──────── Input for this task ────────
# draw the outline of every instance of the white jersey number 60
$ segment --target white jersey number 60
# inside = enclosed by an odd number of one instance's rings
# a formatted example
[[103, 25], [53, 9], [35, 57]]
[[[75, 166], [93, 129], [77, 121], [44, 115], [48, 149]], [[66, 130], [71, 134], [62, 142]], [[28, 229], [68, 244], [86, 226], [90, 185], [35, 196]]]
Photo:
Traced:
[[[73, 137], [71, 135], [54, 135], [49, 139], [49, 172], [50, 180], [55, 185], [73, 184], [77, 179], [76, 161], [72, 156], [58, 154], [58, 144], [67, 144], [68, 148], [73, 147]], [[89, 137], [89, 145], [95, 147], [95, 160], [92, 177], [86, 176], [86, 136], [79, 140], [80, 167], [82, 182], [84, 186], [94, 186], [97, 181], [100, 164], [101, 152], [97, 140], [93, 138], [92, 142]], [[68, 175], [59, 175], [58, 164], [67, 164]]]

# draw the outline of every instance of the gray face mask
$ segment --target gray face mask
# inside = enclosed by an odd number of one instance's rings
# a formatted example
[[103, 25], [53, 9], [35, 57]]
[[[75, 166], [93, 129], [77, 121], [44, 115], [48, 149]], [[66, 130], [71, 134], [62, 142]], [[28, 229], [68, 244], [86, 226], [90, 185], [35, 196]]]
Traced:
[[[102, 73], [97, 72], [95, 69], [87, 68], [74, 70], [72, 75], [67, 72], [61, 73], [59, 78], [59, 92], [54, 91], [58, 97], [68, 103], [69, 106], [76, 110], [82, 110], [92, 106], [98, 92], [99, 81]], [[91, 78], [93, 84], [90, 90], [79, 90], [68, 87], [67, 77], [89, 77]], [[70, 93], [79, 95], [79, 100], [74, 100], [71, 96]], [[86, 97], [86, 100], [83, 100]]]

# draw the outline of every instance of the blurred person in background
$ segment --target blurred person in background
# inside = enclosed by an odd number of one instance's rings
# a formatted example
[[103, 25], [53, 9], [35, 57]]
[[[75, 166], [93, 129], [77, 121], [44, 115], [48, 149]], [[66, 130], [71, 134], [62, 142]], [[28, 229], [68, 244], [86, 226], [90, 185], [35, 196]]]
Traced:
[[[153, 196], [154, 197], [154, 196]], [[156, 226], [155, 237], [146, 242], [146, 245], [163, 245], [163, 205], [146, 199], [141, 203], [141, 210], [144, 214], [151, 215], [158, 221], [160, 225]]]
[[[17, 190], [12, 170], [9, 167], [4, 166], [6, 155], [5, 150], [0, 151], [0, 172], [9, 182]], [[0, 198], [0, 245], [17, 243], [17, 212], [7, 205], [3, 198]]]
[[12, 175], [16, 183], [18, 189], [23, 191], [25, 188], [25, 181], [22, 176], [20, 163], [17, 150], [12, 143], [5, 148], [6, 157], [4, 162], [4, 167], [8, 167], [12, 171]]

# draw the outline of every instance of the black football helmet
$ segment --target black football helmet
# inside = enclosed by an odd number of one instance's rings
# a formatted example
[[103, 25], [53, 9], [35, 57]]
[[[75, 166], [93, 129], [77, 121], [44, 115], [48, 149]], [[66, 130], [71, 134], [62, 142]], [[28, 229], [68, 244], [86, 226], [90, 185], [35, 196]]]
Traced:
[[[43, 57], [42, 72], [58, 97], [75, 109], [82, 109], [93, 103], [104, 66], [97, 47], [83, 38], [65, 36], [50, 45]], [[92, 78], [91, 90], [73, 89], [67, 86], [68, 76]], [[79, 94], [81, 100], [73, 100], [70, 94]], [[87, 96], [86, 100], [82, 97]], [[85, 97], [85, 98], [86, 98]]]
────────
▶ [What you are asked to do] Can you print each of the four items above verbatim, line for line, without changing anything?

▶ [Answer for this exercise]
# draw the outline of every instance of the white jersey number 60
$ segment --target white jersey number 60
# inside = enclosed by an odd number of one instance's rings
# a formatted example
[[103, 25], [53, 9], [35, 57]]
[[[75, 166], [93, 129], [77, 121], [44, 115], [48, 149]], [[66, 130], [71, 134], [62, 142]], [[28, 229], [68, 244], [86, 226], [90, 185], [35, 196]]]
Photo:
Traced:
[[[73, 137], [71, 135], [54, 135], [49, 139], [49, 172], [50, 180], [55, 185], [73, 184], [77, 179], [76, 161], [72, 156], [58, 154], [58, 144], [67, 144], [68, 148], [73, 147]], [[89, 137], [89, 145], [95, 147], [95, 160], [92, 177], [86, 176], [86, 136], [79, 140], [80, 167], [82, 182], [84, 186], [94, 186], [97, 181], [100, 164], [101, 152], [97, 140], [93, 138], [92, 142]], [[68, 175], [59, 175], [58, 164], [67, 164]]]

# draw the outline of every instance of the gray face mask
$ segment --target gray face mask
# inside = enclosed by an odd number of one instance's rings
# a formatted example
[[103, 25], [53, 9], [35, 57]]
[[[75, 166], [93, 129], [77, 121], [44, 115], [48, 149]], [[66, 130], [71, 134], [62, 142]], [[28, 229], [68, 244], [86, 226], [90, 185], [35, 196]]]
Traced:
[[[102, 73], [97, 72], [95, 69], [87, 68], [74, 70], [72, 75], [67, 72], [61, 73], [59, 78], [59, 92], [54, 91], [58, 97], [68, 103], [69, 106], [76, 110], [82, 110], [92, 106], [98, 92], [99, 81]], [[91, 78], [93, 84], [90, 90], [79, 90], [68, 87], [67, 77], [89, 77]], [[70, 93], [79, 95], [79, 100], [74, 100], [71, 96]], [[86, 97], [86, 100], [83, 100]]]

# draw the outline of every instance of the blurred person in background
$ segment --target blurred person in background
# inside = enclosed by an odd number of one instance's rings
# a formatted example
[[103, 25], [53, 9], [35, 57]]
[[[75, 166], [93, 129], [77, 121], [44, 115], [48, 149]], [[66, 130], [71, 134], [62, 142]], [[28, 229], [68, 244], [86, 226], [90, 185], [35, 196]]]
Traced:
[[[153, 196], [154, 197], [154, 196]], [[156, 226], [155, 237], [146, 242], [146, 245], [163, 245], [163, 205], [146, 199], [141, 203], [141, 210], [144, 214], [151, 215], [158, 221], [160, 225]]]
[[[17, 190], [12, 170], [9, 167], [4, 166], [6, 155], [5, 150], [0, 151], [0, 172], [9, 182]], [[0, 198], [0, 245], [17, 243], [17, 212], [7, 205], [3, 198]]]
[[12, 175], [16, 183], [18, 189], [23, 191], [25, 188], [25, 181], [22, 176], [20, 163], [17, 150], [12, 143], [5, 148], [6, 157], [4, 162], [4, 167], [8, 167], [12, 171]]

# draw the outline of every instance of the black football helmet
$ segment --target black football helmet
# inside = enclosed by an odd number of one instance's rings
# a formatted example
[[103, 25], [53, 9], [35, 57]]
[[[75, 166], [93, 129], [77, 121], [44, 115], [48, 149]], [[66, 130], [71, 134], [62, 142]], [[28, 229], [68, 244], [86, 226], [90, 185], [35, 196]]]
Traced:
[[[43, 57], [42, 72], [58, 97], [75, 109], [82, 109], [93, 103], [104, 66], [97, 47], [83, 38], [65, 36], [50, 45]], [[92, 78], [91, 90], [73, 89], [67, 86], [68, 76]], [[79, 94], [81, 100], [73, 100], [70, 94]], [[87, 96], [86, 100], [82, 97]], [[85, 97], [85, 98], [86, 98]]]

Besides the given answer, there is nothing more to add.